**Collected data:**
╭──
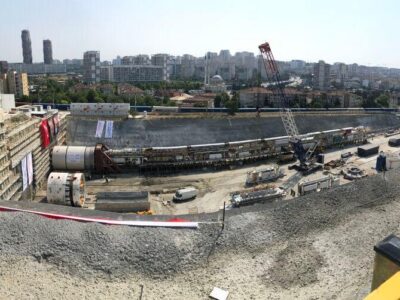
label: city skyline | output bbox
[0,0,400,68]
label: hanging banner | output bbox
[104,121,114,139]
[96,120,104,138]
[26,152,33,184]
[21,156,28,191]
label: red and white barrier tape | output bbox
[0,206,199,228]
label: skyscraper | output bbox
[43,40,53,65]
[21,29,32,64]
[83,51,100,83]
[314,60,330,90]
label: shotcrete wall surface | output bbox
[0,170,400,300]
[68,113,400,148]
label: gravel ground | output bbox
[0,171,400,299]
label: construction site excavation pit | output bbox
[60,111,399,215]
[0,112,400,299]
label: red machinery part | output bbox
[40,119,50,148]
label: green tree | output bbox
[375,93,390,107]
[225,93,239,115]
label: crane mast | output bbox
[258,43,319,165]
[258,43,299,139]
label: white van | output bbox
[174,187,198,201]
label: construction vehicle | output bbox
[246,165,285,186]
[258,43,322,175]
[173,187,198,202]
[231,187,286,207]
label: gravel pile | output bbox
[0,171,400,299]
[0,213,218,277]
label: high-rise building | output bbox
[0,60,8,74]
[43,40,53,65]
[314,60,331,90]
[83,51,100,83]
[151,54,168,80]
[4,71,29,98]
[21,29,32,64]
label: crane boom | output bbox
[258,43,299,138]
[258,43,319,164]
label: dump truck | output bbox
[173,187,198,202]
[231,188,286,207]
[246,165,285,186]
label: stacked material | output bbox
[357,144,379,157]
[95,192,150,212]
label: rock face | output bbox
[68,113,400,148]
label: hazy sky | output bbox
[0,0,400,68]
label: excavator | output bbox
[258,43,321,175]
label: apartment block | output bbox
[100,65,167,83]
[83,51,100,84]
[1,71,29,98]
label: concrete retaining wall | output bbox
[67,113,400,148]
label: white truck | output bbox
[173,187,198,201]
[246,164,285,186]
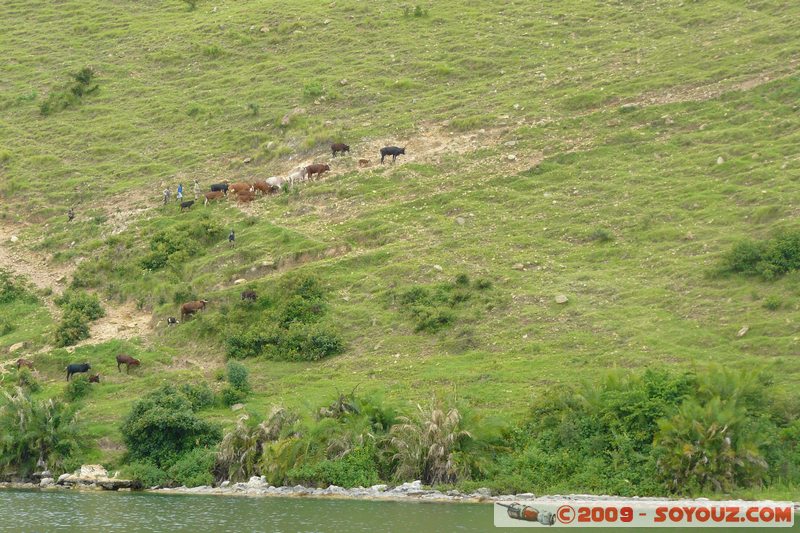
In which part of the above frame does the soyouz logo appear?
[494,500,794,528]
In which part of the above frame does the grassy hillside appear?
[0,0,800,494]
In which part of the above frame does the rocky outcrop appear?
[55,465,142,490]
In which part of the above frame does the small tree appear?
[0,387,79,476]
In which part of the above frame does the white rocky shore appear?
[0,465,800,512]
[149,477,800,512]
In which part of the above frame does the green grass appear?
[0,0,800,496]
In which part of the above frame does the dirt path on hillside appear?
[0,223,152,351]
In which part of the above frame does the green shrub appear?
[64,374,92,402]
[391,402,472,485]
[167,448,214,487]
[54,311,89,348]
[0,317,17,337]
[286,448,380,488]
[266,324,344,361]
[654,397,768,494]
[219,385,247,407]
[0,268,39,304]
[39,67,99,116]
[122,461,169,488]
[764,295,783,311]
[17,366,42,393]
[589,228,614,242]
[303,81,325,100]
[227,361,250,394]
[55,290,106,321]
[723,231,800,280]
[120,385,222,468]
[0,387,79,477]
[179,383,215,411]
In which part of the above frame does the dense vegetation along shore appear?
[0,0,800,500]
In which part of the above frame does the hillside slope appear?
[0,0,800,484]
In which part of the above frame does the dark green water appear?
[0,490,800,533]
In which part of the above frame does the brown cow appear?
[203,191,225,205]
[181,300,208,320]
[306,163,331,179]
[117,353,139,374]
[228,181,253,194]
[331,143,350,157]
[253,180,281,195]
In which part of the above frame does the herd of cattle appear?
[181,143,406,211]
[17,353,141,383]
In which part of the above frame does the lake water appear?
[0,490,800,533]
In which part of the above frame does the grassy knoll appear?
[0,0,800,496]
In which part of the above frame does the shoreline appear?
[0,477,800,513]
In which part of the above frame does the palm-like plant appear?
[655,396,767,492]
[390,401,472,484]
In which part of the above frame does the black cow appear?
[211,183,228,195]
[67,363,92,381]
[381,146,406,164]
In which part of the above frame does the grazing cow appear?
[266,176,286,190]
[181,300,208,320]
[306,163,331,179]
[381,146,406,165]
[117,353,139,374]
[203,191,225,205]
[331,143,350,157]
[228,181,253,194]
[211,182,228,195]
[67,363,92,381]
[286,166,307,186]
[253,181,281,195]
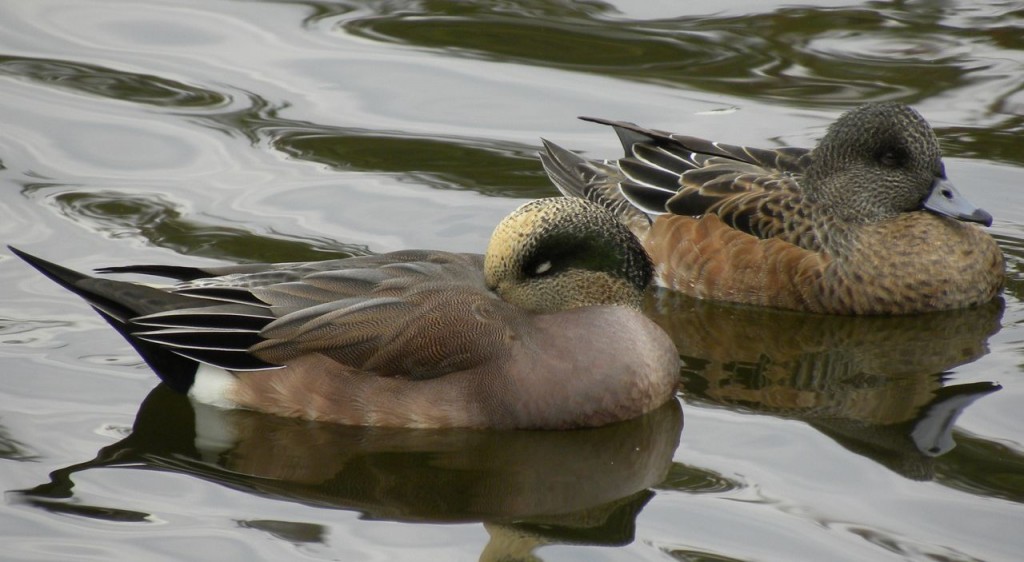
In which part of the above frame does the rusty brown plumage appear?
[541,103,1005,314]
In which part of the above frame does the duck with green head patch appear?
[14,198,679,429]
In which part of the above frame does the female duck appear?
[541,103,1005,314]
[12,198,679,429]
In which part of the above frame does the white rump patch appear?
[188,363,239,408]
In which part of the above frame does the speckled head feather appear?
[12,198,679,429]
[802,102,946,222]
[483,198,653,312]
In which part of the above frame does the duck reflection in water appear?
[646,291,1002,480]
[8,385,683,560]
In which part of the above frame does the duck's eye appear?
[876,148,907,168]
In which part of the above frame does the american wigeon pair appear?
[11,198,679,429]
[541,102,1005,314]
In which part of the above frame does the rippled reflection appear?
[0,56,227,107]
[649,292,1002,479]
[25,184,369,262]
[13,385,682,549]
[265,125,554,198]
[329,0,1024,163]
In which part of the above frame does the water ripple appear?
[0,56,229,109]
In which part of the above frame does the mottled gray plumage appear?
[9,198,678,428]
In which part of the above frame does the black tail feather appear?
[8,246,209,392]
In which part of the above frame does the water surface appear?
[0,0,1024,561]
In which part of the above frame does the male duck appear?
[541,103,1005,314]
[11,198,679,429]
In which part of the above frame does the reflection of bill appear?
[17,385,682,548]
[647,291,1002,479]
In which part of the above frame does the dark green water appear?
[0,0,1024,561]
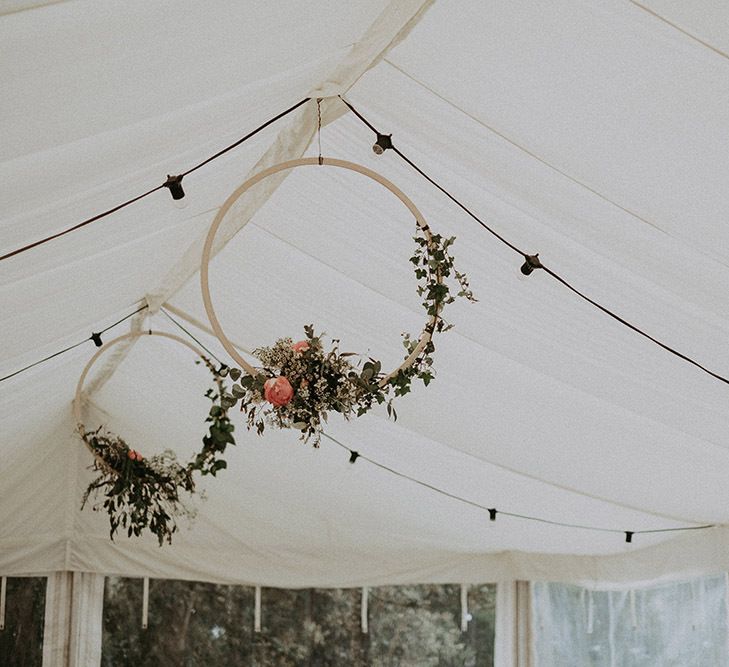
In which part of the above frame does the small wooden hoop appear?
[73,330,208,465]
[200,157,443,387]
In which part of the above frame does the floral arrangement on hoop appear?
[223,226,476,447]
[78,359,235,546]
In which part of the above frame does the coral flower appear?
[263,375,294,408]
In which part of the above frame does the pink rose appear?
[263,375,294,408]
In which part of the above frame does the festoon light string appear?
[322,431,716,543]
[340,97,729,392]
[0,98,729,544]
[0,97,309,262]
[0,303,149,382]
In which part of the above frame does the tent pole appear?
[494,581,533,667]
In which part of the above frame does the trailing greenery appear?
[78,359,235,546]
[79,226,475,545]
[225,226,475,447]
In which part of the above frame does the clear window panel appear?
[532,575,729,667]
[0,577,46,667]
[102,578,495,667]
[101,578,255,667]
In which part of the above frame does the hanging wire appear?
[340,97,729,392]
[322,432,716,542]
[0,97,309,262]
[160,308,226,366]
[0,304,149,382]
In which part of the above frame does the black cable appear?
[160,308,226,366]
[0,304,149,382]
[322,432,716,541]
[340,97,729,392]
[0,97,309,262]
[180,97,310,176]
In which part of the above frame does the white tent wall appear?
[0,0,729,620]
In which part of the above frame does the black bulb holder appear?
[521,253,544,276]
[164,174,185,201]
[372,132,392,155]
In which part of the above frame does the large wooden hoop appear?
[200,157,443,386]
[73,329,208,465]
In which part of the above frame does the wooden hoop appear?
[73,330,208,465]
[200,157,443,387]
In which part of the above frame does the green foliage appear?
[229,226,475,447]
[79,359,235,546]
╰──
**AIM OF THE EXERCISE:** Count the lines in the data above that contain the string "construction". Give only the resulting number.

**TASK RESPONSE:** 2